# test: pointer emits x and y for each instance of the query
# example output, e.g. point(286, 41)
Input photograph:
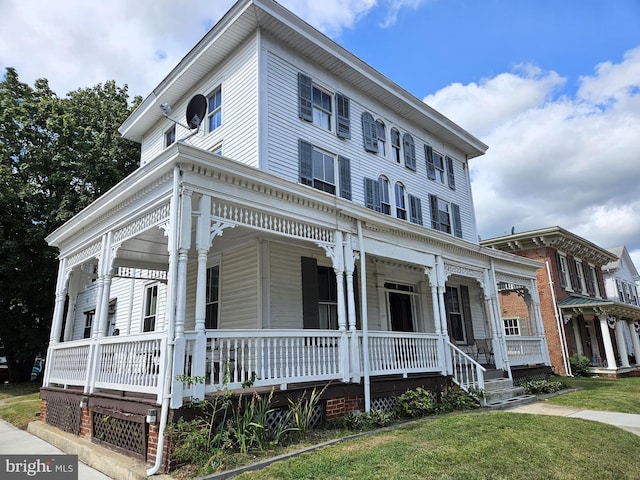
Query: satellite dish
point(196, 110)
--
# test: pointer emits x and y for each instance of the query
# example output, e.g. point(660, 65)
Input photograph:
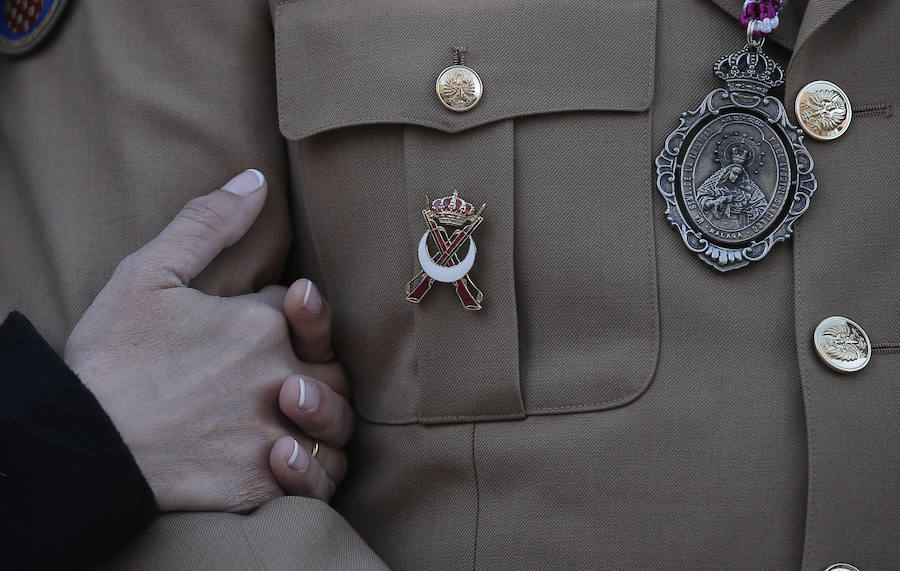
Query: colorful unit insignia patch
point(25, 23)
* * *
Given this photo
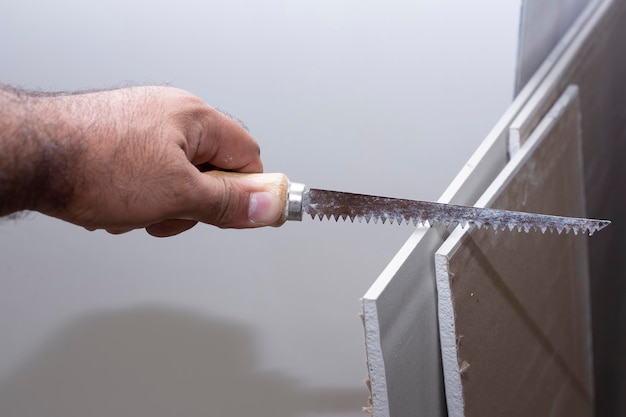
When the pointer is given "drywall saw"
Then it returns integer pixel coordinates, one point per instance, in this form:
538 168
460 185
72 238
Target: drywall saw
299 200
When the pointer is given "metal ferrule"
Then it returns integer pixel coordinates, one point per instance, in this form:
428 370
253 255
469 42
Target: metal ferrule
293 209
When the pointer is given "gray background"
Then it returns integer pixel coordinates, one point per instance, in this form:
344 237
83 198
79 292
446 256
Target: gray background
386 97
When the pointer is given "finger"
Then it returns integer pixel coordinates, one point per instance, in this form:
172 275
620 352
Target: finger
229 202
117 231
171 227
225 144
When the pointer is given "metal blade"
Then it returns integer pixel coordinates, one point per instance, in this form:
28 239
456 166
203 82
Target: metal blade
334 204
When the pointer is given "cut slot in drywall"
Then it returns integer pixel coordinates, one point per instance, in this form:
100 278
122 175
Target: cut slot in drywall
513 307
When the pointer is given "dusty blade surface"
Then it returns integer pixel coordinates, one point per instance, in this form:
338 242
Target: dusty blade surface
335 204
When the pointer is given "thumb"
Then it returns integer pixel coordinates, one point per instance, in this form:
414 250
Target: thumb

■ EXERCISE OBJECTIVE ■
Filter the lines above, keeping and copying those that contain "output".

■ YOUR RESPONSE ■
# example output, e.g. point(286, 41)
# example output, e.g. point(660, 65)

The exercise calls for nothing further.